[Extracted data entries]

▬▬▬▬▬▬▬▬▬▬

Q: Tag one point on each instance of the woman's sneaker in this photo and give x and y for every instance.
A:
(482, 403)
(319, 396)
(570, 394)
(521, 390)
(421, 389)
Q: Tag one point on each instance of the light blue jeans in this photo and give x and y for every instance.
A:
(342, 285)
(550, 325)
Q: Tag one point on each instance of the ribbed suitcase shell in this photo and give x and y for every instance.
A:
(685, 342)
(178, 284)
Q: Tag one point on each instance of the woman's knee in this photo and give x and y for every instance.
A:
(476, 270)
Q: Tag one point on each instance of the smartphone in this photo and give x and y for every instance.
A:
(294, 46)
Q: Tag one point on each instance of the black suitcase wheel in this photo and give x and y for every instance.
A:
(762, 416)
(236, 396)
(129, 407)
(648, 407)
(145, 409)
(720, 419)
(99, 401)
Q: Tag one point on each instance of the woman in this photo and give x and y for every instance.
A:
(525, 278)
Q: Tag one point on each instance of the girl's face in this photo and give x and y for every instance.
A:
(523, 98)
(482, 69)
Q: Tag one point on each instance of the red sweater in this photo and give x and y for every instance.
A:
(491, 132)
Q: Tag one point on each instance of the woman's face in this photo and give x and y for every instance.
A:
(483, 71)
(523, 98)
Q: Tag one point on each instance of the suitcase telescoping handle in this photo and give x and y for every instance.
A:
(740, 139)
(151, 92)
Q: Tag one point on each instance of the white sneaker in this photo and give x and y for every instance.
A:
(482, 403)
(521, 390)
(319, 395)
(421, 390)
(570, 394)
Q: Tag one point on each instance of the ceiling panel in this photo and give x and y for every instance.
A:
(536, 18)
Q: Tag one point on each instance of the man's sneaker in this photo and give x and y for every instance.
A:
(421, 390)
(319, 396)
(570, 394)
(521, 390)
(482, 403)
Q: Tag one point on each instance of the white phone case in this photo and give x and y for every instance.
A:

▬▬▬▬▬▬▬▬▬▬

*INSTRUCTIONS TO FOLLOW*
Copy each line exactly, beginning at the one with "Q: Tag one point on each instance of the man's" and stopping after the last line of the entries. Include nothing else.

*RESULT OF THIS TASK*
Q: Tag one point on each instance of the man's sneaker in this photo and give x and y for every instance.
A:
(421, 390)
(319, 396)
(570, 394)
(521, 390)
(482, 403)
Q: Tag one point on each instance of the white phone case in this photo and give x and y for every instance.
A:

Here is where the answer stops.